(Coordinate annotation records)
+--

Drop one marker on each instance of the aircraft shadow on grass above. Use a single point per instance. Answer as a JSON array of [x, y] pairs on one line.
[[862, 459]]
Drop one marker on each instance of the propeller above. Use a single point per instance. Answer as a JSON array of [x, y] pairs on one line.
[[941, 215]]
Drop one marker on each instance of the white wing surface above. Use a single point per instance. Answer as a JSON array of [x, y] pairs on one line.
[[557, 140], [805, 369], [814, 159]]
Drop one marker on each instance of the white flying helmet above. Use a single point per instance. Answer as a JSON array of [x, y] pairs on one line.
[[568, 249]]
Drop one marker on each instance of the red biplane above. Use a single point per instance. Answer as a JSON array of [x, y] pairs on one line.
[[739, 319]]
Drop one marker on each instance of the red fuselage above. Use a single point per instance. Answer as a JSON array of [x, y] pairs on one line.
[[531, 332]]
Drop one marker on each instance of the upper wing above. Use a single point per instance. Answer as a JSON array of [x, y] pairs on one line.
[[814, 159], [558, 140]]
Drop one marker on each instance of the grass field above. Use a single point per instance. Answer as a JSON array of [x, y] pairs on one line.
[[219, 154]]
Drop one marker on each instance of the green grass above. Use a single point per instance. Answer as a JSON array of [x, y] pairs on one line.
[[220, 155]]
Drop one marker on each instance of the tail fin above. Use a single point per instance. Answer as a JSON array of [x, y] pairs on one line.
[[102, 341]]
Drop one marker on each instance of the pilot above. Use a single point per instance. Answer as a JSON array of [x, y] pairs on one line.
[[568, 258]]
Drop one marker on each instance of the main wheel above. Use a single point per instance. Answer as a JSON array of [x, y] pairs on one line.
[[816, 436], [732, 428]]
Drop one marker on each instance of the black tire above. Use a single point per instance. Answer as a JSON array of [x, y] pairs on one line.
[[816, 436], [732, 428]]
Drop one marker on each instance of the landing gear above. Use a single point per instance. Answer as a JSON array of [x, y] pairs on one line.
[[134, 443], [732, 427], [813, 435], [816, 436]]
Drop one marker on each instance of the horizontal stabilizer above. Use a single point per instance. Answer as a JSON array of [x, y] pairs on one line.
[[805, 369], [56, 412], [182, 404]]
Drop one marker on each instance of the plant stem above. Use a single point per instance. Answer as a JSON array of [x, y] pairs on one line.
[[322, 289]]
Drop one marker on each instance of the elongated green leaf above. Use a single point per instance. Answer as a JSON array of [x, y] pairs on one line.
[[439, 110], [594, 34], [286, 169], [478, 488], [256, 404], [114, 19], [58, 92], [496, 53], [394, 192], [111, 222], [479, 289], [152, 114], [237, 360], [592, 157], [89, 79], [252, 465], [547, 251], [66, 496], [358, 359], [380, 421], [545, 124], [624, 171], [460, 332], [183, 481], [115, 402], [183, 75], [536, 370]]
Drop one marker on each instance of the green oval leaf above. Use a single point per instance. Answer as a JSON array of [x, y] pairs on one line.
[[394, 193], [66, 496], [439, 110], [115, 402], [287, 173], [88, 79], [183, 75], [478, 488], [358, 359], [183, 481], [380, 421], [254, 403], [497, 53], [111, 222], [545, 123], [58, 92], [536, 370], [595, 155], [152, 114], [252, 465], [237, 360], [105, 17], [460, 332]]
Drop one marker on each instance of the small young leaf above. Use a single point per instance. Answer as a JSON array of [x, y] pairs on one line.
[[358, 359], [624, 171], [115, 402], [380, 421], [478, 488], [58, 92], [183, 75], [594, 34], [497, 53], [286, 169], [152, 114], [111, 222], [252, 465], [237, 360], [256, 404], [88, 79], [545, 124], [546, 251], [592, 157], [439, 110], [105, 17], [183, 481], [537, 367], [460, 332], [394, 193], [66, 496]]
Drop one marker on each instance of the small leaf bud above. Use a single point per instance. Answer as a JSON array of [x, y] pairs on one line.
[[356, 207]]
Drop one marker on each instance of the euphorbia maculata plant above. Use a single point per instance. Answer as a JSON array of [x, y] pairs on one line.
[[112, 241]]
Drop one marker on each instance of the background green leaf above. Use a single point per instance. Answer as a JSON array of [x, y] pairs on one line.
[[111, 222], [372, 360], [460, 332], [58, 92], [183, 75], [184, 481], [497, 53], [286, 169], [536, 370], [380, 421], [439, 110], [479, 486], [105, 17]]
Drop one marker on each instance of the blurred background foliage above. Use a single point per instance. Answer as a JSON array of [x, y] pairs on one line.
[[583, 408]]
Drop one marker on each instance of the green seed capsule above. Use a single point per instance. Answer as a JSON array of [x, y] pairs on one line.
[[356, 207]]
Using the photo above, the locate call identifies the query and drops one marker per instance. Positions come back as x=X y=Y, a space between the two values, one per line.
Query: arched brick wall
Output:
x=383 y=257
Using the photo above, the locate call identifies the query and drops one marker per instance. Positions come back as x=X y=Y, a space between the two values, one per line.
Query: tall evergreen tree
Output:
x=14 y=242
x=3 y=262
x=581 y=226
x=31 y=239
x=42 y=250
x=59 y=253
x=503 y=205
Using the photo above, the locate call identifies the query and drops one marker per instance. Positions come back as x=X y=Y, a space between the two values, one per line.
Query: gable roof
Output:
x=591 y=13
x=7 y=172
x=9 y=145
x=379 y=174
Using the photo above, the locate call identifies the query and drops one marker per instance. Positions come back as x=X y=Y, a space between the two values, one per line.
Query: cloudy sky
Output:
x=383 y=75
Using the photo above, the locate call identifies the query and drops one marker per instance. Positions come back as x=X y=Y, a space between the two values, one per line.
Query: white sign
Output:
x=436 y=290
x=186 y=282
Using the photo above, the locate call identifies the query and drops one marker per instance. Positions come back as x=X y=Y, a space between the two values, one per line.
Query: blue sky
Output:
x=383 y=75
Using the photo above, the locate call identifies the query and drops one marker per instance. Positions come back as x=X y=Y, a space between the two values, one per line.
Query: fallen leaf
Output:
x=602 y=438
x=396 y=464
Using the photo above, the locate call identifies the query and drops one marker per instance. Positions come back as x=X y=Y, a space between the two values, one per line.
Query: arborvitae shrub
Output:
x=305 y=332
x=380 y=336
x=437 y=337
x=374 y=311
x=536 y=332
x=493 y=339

+--

**Work to do:** Copy the records above line for line, without changing anything.

**Reply to the exercise:**
Drop one marker on each instance of the aircraft shadow on grass above. Use a single point per instance. Answer as a JSON array of [x, y] pairs on one line.
[[862, 459]]
Drop one marker on each instance of the propeller above. Use a single point per instance. Answer as a JSON array of [x, y] pairs on one line.
[[941, 215]]
Drop one marker on each instance of the white wing surface above. Use a single point per instance. Answer as a JSON array of [x, y] pairs on one line.
[[557, 140], [805, 369], [814, 159]]
Drop one marker on each instance of the white flying helmet above. Use a single point per instance. Answer as a JSON array of [x, y] pairs on one line.
[[568, 249]]
Drop one marker on each instance of the red biplane above. Use a single point per instance. Answer as a JSON array of [x, y] pairs on one line.
[[739, 319]]
Drop one marker on each instance of the red fuselage above. Use a single point per instance. Answer as a JSON array of [x, y] pairs on one line.
[[531, 332]]
Drop one marker on each instance of the upper wing above. Use a single point per instance. Answer as a JSON array of [x, y] pairs on one line.
[[814, 159], [558, 140]]
Drop one marker on each instance of the grass field above. Use a single point per instance. Answer as a JSON array of [x, y] pairs on one line.
[[219, 154]]
Drop one marker on each instance of the green grass above. Use a single point per instance. Answer as a JSON array of [x, y] pairs on one line.
[[220, 155]]
Drop one marker on each instance of the tail fin above. Use a single point per instance. Answer as a JSON array of [x, y] pairs on one line.
[[102, 341]]
Drop one marker on each instance of the pilot above. Use a single point per instance. Answer as a JSON array of [x, y] pairs on one line.
[[568, 258]]
Drop one marker on each instance of the main wheel above. Use a single point per instance. Answer as a JSON array of [x, y] pairs on one line.
[[816, 436], [732, 428]]
Drop one marker on each instance of the black tire above. Use a single point per instance. Answer as a JSON array of [x, y] pairs on one line.
[[816, 436], [732, 428]]
Drop one marker on each instance of the landing gear above. Use a single point per instance. Answer as a JSON array of [x, y] pairs on one line.
[[134, 443], [732, 427], [813, 435], [816, 436]]
Drop one marker on each instance of the horizontal stabilizer above. Use a single point per instance. Answer as a JSON array of [x, y] pairs on one line.
[[805, 369], [56, 412], [182, 404]]
Drop one marker on each instance of the plant stem above. Use a single point per instance. Answer as a JSON array of [x, y] pairs on one line.
[[322, 289]]
Drop one marker on each instance of the elongated green leaf above. Use a single point per instance. Answer as a JSON array of [x, y] pairs on one line.
[[439, 110], [594, 34], [286, 169], [478, 488], [256, 404], [114, 19], [58, 92], [496, 53], [394, 192], [111, 222], [479, 289], [152, 114], [237, 360], [592, 157], [89, 79], [252, 465], [547, 251], [66, 496], [358, 359], [380, 421], [545, 124], [624, 171], [460, 332], [183, 481], [115, 402], [183, 75], [536, 370]]
Drop one marker on each instance of the green oval leaf above. Use a single point per instance. Answer as a JSON array of [x, y] pairs on one line.
[[394, 193], [66, 496], [439, 110], [115, 402], [287, 173], [88, 79], [183, 75], [478, 488], [358, 359], [183, 481], [380, 421], [254, 403], [497, 53], [111, 222], [545, 123], [58, 92], [536, 370], [595, 155], [152, 114], [252, 465], [237, 360], [105, 17], [460, 332]]
Drop one marker on each instance of the small young leaf above. Use a single point per instance. Answer as a JSON array of [x, y] pairs on one line.
[[358, 359], [624, 171], [115, 402], [380, 421], [478, 488], [58, 92], [183, 75], [594, 34], [497, 53], [286, 169], [152, 114], [111, 222], [252, 465], [237, 360], [256, 404], [88, 79], [545, 124], [546, 251], [592, 157], [439, 110], [105, 17], [183, 481], [537, 367], [460, 332], [394, 193], [66, 496]]
Drop one marker on each instance of the small leaf bud above. Use a single point per instance. Answer as a JSON array of [x, y] pairs on one line.
[[356, 207]]
Drop one marker on each instance of the euphorbia maculata plant above. Use a single point per instance. Answer as a JSON array of [x, y] pairs on one line.
[[112, 241]]
Drop one marker on each instance of the background green leaf above. Use a single point per instance. Answer as a JSON array of [x, y] pairs on one line.
[[111, 222], [372, 360], [460, 332], [58, 92], [183, 75], [184, 481], [497, 53], [286, 169], [536, 370], [380, 421], [439, 110], [479, 486], [105, 17]]
Drop one marker on each instance of the blurred background foliage above. Use a single point per instance. Answer as a JSON array of [x, y] pairs on one line.
[[583, 408]]
Drop one marker on each instance of the green seed capsule above. Use a single point per instance. Answer as a JSON array of [x, y] pairs on one line.
[[356, 207]]
Using the photo above, the locate call identifies the query and drops one marker per instance. Positions come back as x=X y=Y, a space between the two values, one per line.
Query: arched brick wall
Output:
x=383 y=257
Using the photo above, the locate call identifies the query and drops one marker per instance. Positions come back as x=X y=Y, a space between the two values, one per line.
Query: tall evergreen tree
Output:
x=14 y=242
x=3 y=262
x=581 y=226
x=31 y=239
x=42 y=250
x=59 y=253
x=503 y=205
Using the photo above, the locate call identifies the query and drops one marker per instance. Positions come back as x=X y=Y, a space between the two values, one per line.
Query: gable roof
Output:
x=591 y=13
x=7 y=172
x=9 y=145
x=379 y=174
Using the photo above, the locate call identifies the query and drops one marker per instance. Positions come back as x=X y=Y, a space between the two values, one per line.
Query: cloudy sky
Output:
x=383 y=75
Using the photo above, the locate call identifies the query and drops one marker per instance. Positions come back as x=X y=Y, a space between the two values, one per line.
Query: white sign
Output:
x=436 y=290
x=186 y=282
Using the photo above, the locate call identifies the query and drops one marker per instance. Positions come back as x=X y=Y, a space between the two values, one per line.
Query: blue sky
Output:
x=383 y=75
Using the photo above, the locate call identifies the query and drops one marker per instance. Positions come back as x=X y=Y, a space between the two values, one per line.
Query: fallen leaf
Output:
x=602 y=438
x=396 y=464
Using the photo above, the locate call identifies the query and drops one marker per instance. Positions come back as x=X y=Y, a space between the two values, one per line.
Query: arborvitae shrub
Output:
x=305 y=332
x=380 y=336
x=437 y=337
x=374 y=311
x=536 y=332
x=493 y=339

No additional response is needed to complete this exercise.